**Document extract:**
<<<<

Kids to Michelle Obama: Here’s Where you can Stick your School Lunch Rules
A close-up of one of the Nanny State’s new “healthy school lunches” – a.k.a. the flood level of Halo 3 – via Twitter
Politicians have always labored under the entirely mistaken impression that one can keep people from doing what they actually want to do, or that markets can be suppressed by outlawing them. The greatest monument to this folly is the utter failure known as the “war on drugs”. Even those who believe in the notion that the government should look after the “Volksgesundheit”, or, as is far more likely in the case of drug prohibition, should enforce Puritanical morals on people against their will (while ensuring the profitability of officially sanctioned drug pushers in the form of the pharmaceutical industry on the side), must admit by now that the effort has been a spectacular and costly fiasco.
After Germany’s reunification, old medical records and statistics were rediscovered in the former GDR, which allowed researchers to complete the historical record back to 1871, when Germany was first unified. Upon studying these statistics, they inter alia found out that use of the drugs considered most dangerous – assorted derivatives of opium – has been precisely as prevalent among the population after prohibition as it was before it. In other words, the health benefit of prohibition was precisely zero. So who is benefiting? Apart from the already mentioned pill-pushers, this cartoon seems to cover it:
Beneficiaries of the drug war
Cartoon by Tim Kelly
It turns out that kids don’t like to be told how their food should be prepared either. In fact, they absolutely hate it. Congress just received an update on the “unintended consequences” of Michelle Obama’s school lunch rules. Apparently the stuff she wanted to push on children just tastes really crappy and now a black market in salt, pepper and sugar has developed:
“Children are creating their own black markets to trade and sell salt due to First Lady Michelle Obama’s school lunch rules.

>>>>

**Given data:**
<<<<

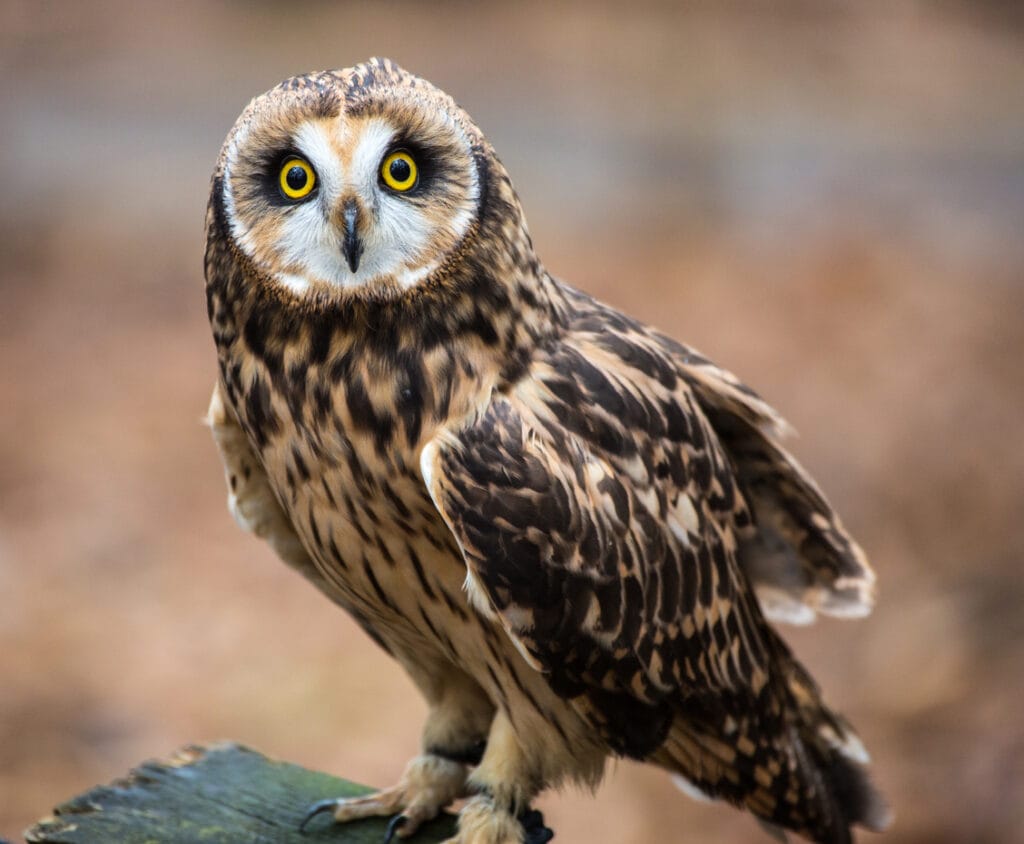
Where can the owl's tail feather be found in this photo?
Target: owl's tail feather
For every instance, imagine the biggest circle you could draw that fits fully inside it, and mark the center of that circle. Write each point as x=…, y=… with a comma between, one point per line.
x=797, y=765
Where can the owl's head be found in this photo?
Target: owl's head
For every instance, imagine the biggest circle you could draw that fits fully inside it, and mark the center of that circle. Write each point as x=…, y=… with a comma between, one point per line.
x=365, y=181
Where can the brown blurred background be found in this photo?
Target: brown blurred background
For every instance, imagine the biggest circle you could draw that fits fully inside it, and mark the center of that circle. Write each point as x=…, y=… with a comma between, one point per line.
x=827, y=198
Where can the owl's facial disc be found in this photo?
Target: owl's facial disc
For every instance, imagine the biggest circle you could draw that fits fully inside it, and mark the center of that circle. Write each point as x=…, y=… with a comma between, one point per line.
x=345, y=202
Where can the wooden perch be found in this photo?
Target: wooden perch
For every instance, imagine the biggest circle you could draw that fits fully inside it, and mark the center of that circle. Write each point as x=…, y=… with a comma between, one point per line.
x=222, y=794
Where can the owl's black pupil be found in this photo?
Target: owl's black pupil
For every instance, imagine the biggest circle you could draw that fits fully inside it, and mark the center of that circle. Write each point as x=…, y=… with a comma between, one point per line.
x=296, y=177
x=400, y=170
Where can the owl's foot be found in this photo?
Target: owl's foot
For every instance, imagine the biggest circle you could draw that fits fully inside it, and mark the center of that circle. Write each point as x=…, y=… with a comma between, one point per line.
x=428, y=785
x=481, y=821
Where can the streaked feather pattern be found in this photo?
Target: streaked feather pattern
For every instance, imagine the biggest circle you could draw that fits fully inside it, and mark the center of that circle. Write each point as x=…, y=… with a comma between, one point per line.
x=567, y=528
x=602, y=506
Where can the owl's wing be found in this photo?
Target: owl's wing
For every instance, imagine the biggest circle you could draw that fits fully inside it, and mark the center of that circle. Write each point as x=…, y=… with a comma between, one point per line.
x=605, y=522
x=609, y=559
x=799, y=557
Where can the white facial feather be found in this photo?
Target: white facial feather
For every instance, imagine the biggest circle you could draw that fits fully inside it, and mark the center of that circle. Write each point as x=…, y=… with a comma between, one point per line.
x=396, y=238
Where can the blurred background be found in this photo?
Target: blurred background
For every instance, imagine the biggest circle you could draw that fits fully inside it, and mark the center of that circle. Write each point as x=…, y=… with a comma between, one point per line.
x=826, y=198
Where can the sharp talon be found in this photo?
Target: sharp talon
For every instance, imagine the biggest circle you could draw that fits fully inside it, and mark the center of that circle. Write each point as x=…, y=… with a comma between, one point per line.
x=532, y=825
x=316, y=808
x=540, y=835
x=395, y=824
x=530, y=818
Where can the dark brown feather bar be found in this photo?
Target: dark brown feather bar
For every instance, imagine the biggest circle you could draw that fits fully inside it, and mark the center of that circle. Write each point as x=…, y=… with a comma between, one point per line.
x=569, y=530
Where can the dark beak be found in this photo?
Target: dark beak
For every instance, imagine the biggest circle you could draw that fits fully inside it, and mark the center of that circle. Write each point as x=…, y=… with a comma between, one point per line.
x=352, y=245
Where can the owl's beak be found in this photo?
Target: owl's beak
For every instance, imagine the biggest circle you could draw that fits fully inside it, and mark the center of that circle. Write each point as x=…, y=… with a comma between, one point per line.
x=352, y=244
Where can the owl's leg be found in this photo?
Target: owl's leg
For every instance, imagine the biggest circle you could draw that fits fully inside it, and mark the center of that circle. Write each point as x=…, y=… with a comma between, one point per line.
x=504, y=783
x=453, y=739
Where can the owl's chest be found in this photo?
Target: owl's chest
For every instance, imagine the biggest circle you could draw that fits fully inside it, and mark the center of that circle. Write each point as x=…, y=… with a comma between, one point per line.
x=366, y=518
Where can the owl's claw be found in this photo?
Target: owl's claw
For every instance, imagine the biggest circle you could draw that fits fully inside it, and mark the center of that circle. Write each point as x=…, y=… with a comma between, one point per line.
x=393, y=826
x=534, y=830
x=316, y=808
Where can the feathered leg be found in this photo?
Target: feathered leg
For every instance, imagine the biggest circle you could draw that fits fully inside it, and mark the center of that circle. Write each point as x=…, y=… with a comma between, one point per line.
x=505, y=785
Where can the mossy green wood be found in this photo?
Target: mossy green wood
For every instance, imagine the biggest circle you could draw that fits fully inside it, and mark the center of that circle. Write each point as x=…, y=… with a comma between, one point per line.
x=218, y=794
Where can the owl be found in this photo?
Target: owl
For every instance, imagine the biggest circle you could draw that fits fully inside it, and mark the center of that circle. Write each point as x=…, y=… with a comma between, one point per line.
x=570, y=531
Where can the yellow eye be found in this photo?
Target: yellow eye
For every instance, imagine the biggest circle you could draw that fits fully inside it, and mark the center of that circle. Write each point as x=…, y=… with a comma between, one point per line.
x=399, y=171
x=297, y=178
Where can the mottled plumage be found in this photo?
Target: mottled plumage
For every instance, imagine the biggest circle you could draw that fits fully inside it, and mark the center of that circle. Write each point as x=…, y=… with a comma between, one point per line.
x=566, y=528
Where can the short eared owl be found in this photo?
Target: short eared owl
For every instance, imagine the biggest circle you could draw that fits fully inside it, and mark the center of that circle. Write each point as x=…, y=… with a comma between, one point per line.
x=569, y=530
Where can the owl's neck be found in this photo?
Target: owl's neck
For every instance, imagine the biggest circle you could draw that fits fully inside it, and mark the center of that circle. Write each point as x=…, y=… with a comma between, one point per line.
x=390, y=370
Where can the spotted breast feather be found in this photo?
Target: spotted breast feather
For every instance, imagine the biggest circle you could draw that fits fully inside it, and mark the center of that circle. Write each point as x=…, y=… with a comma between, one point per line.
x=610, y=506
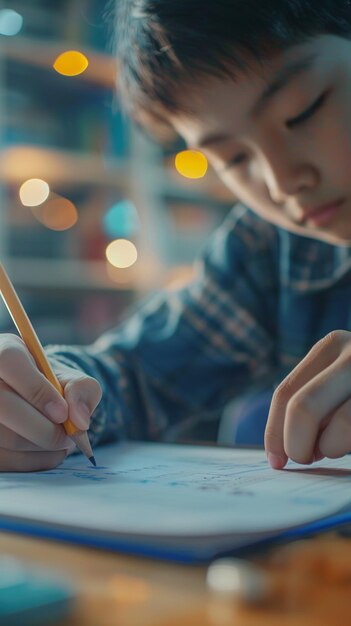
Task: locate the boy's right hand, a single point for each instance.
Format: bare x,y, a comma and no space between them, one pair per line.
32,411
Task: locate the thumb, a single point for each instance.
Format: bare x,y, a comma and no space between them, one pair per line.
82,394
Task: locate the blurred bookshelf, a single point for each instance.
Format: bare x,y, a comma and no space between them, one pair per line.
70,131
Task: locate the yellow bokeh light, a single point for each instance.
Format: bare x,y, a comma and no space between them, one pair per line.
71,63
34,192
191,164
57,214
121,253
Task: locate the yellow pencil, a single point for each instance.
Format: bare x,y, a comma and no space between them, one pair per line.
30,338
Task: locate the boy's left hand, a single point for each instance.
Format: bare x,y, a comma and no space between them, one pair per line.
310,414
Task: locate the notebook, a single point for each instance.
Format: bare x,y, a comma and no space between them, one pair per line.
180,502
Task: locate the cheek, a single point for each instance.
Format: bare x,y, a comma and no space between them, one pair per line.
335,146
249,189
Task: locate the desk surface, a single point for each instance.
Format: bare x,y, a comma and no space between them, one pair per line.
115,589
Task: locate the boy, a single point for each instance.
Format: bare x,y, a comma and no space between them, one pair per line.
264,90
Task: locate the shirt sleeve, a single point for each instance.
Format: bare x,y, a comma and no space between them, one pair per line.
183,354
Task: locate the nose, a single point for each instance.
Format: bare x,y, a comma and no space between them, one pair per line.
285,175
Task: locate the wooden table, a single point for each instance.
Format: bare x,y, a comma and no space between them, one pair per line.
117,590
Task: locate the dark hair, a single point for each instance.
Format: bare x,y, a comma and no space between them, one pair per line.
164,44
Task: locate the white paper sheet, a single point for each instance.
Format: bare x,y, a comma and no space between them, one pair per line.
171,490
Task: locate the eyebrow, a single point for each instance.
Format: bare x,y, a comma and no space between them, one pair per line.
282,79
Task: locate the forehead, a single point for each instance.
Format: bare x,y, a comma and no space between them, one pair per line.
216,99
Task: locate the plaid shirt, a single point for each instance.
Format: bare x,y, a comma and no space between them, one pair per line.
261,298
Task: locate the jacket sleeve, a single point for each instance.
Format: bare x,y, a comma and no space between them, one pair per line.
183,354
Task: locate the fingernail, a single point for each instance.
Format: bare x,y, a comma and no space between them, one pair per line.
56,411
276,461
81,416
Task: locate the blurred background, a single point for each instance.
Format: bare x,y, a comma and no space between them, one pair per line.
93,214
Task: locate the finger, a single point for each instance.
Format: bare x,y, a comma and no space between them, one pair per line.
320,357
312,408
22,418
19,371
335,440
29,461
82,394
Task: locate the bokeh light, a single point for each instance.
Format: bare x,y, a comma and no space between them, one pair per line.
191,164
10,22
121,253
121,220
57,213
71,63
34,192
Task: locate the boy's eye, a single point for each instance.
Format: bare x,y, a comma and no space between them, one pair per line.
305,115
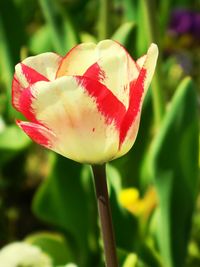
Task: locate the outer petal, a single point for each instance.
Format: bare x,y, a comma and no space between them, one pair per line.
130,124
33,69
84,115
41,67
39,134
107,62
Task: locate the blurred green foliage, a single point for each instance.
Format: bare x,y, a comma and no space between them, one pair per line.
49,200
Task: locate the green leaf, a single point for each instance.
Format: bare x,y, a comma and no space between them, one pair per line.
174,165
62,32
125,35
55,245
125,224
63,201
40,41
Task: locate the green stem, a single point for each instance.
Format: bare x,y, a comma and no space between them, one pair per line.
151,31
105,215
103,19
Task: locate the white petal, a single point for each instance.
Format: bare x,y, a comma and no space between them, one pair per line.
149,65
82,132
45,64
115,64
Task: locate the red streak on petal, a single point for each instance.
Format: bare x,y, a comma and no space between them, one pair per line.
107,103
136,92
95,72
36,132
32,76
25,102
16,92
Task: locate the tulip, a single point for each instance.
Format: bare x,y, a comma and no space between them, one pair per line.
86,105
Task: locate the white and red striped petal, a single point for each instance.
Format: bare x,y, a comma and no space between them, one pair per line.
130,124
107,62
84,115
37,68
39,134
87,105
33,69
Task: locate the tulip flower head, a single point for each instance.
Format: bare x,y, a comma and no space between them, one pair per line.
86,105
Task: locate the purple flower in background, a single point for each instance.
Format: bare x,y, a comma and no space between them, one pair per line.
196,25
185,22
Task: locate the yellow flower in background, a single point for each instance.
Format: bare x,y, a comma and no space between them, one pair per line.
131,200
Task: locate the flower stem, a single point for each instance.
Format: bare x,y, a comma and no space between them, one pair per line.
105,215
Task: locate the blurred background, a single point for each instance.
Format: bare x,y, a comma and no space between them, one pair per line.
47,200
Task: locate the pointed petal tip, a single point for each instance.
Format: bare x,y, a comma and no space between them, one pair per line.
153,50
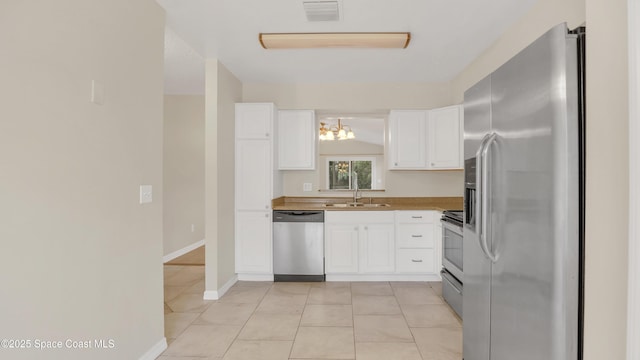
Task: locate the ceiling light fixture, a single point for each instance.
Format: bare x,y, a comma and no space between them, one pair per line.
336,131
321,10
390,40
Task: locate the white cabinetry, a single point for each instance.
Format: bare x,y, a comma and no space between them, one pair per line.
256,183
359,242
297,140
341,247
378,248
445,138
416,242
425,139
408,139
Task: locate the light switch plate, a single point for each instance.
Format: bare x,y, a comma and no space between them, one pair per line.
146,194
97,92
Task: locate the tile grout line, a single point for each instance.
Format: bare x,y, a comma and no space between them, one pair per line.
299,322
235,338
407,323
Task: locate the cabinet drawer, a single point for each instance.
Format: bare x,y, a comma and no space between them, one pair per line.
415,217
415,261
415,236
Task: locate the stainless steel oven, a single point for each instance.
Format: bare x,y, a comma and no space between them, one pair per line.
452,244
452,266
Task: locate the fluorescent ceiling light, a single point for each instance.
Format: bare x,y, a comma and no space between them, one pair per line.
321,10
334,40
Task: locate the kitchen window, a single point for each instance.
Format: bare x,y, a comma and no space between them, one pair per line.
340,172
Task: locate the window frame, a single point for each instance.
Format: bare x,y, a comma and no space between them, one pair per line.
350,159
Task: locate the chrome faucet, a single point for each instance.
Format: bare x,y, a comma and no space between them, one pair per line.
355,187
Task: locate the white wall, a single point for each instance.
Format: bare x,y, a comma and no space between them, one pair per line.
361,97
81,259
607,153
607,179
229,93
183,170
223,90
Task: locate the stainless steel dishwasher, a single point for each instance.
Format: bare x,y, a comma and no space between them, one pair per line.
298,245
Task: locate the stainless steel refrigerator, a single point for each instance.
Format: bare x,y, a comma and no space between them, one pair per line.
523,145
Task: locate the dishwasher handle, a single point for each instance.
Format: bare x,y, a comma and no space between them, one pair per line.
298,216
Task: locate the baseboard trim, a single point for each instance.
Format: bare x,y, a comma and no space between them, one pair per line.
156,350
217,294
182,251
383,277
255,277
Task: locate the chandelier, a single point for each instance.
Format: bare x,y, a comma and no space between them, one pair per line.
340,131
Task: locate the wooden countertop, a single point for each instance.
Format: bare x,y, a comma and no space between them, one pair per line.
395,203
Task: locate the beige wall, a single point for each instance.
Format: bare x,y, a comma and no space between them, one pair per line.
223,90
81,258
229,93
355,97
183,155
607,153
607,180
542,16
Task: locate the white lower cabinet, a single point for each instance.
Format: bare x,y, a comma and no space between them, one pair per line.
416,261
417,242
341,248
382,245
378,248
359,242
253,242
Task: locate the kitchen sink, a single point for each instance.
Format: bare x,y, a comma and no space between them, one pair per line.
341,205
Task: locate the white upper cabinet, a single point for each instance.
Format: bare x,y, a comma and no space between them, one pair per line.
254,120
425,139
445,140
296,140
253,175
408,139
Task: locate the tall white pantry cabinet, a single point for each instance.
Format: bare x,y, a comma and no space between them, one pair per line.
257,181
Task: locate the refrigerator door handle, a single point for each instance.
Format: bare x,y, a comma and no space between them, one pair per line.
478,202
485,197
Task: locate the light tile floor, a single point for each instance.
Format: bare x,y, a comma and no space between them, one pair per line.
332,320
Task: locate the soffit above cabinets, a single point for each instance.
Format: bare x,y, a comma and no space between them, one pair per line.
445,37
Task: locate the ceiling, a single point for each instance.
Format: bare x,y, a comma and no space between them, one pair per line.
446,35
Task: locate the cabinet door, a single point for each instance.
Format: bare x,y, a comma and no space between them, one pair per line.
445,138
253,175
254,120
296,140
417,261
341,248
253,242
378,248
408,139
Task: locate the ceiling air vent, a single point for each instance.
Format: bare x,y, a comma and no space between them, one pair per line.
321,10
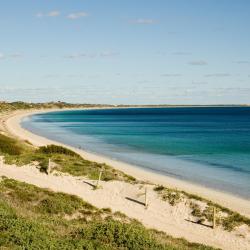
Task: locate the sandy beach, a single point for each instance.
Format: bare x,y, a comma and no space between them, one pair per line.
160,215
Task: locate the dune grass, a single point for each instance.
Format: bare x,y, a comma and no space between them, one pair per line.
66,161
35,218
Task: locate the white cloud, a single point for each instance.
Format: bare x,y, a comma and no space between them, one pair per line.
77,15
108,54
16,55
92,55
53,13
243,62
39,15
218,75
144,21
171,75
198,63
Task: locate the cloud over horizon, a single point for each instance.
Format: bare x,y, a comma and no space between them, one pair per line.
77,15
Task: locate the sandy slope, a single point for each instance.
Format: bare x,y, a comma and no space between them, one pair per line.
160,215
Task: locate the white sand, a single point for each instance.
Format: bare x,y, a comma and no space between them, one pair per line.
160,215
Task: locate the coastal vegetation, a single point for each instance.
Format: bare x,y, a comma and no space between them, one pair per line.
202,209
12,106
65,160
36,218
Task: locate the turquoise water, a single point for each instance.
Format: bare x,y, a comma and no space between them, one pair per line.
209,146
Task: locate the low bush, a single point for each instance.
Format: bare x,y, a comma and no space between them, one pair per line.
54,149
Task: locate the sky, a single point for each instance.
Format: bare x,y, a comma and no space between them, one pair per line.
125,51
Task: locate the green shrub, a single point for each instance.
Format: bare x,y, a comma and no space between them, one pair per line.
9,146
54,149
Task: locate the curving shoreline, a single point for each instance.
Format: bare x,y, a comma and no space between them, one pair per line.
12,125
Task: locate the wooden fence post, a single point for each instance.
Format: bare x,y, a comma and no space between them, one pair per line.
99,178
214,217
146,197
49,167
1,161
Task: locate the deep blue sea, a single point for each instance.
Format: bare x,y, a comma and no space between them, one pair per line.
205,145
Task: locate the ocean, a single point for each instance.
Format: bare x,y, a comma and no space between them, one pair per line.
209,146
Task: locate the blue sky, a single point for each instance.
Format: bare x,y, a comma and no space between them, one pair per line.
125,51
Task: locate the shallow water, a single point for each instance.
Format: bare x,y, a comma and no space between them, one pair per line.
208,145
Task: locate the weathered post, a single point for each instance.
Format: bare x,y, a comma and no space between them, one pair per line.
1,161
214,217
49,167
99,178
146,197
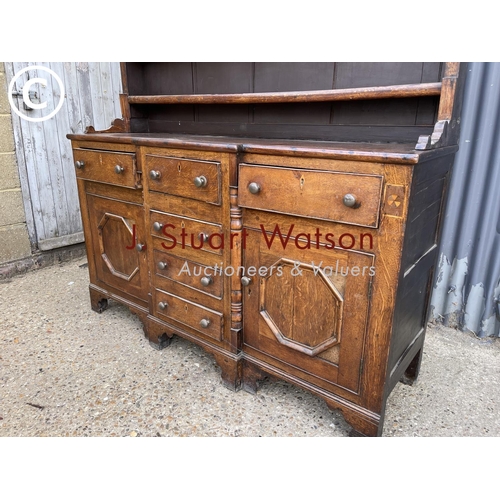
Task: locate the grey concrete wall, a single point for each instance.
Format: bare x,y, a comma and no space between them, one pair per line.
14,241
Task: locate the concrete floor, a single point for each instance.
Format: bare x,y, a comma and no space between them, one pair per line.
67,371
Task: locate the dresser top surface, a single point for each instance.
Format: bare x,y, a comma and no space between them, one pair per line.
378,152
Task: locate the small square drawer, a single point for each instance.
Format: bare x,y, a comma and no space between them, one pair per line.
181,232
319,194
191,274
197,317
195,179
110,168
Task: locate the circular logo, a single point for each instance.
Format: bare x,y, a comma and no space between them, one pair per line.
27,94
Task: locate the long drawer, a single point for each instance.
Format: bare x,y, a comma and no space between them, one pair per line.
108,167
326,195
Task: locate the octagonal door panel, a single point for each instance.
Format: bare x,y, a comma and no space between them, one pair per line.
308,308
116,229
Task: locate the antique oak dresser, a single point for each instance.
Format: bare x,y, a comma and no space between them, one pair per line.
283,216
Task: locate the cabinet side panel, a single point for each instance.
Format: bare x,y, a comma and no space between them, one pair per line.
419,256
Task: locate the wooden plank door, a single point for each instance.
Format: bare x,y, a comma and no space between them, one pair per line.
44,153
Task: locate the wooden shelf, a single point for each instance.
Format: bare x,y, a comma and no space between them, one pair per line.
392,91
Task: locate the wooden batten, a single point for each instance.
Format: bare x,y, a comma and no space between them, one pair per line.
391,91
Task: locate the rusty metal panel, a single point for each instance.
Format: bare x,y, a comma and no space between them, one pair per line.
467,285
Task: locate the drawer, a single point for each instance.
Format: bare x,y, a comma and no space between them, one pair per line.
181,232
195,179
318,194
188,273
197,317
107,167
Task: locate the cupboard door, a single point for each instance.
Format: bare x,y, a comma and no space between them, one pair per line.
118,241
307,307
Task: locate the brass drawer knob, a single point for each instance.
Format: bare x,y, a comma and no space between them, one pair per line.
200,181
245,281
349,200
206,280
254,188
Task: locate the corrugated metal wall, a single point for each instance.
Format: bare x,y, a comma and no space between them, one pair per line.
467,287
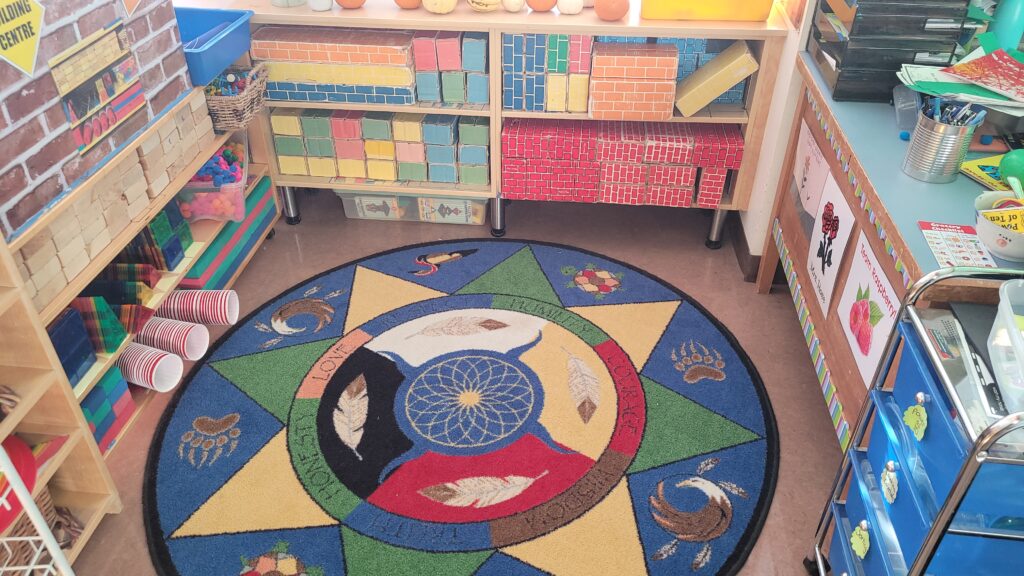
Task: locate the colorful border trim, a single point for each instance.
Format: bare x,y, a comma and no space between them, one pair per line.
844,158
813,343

>>>>

**Exercise A:**
Answer these questions from the article on school lunch rules, one per line:
(i) Back to what year did rediscovered records from the former GDR let researchers complete Germany's historical record?
(ii) Who is credited with the cartoon?
(iii) What three items are named as traded on the black market that has developed?
**Exercise B:** Write out the passage of the article on school lunch rules verbatim, beginning at the words "Kids to Michelle" and stopping after "and costly fiasco.".
The records can be set aside.

**Written response A:**
(i) 1871
(ii) Tim Kelly
(iii) Salt, pepper and sugar

**Written response B:**
Kids to Michelle Obama: Here’s Where you can Stick your School Lunch Rules
A close-up of one of the Nanny State’s new “healthy school lunches” – a.k.a. the flood level of Halo 3 – via Twitter
Politicians have always labored under the entirely mistaken impression that one can keep people from doing what they actually want to do, or that markets can be suppressed by outlawing them. The greatest monument to this folly is the utter failure known as the “war on drugs”. Even those who believe in the notion that the government should look after the “Volksgesundheit”, or, as is far more likely in the case of drug prohibition, should enforce Puritanical morals on people against their will (while ensuring the profitability of officially sanctioned drug pushers in the form of the pharmaceutical industry on the side), must admit by now that the effort has been a spectacular and costly fiasco.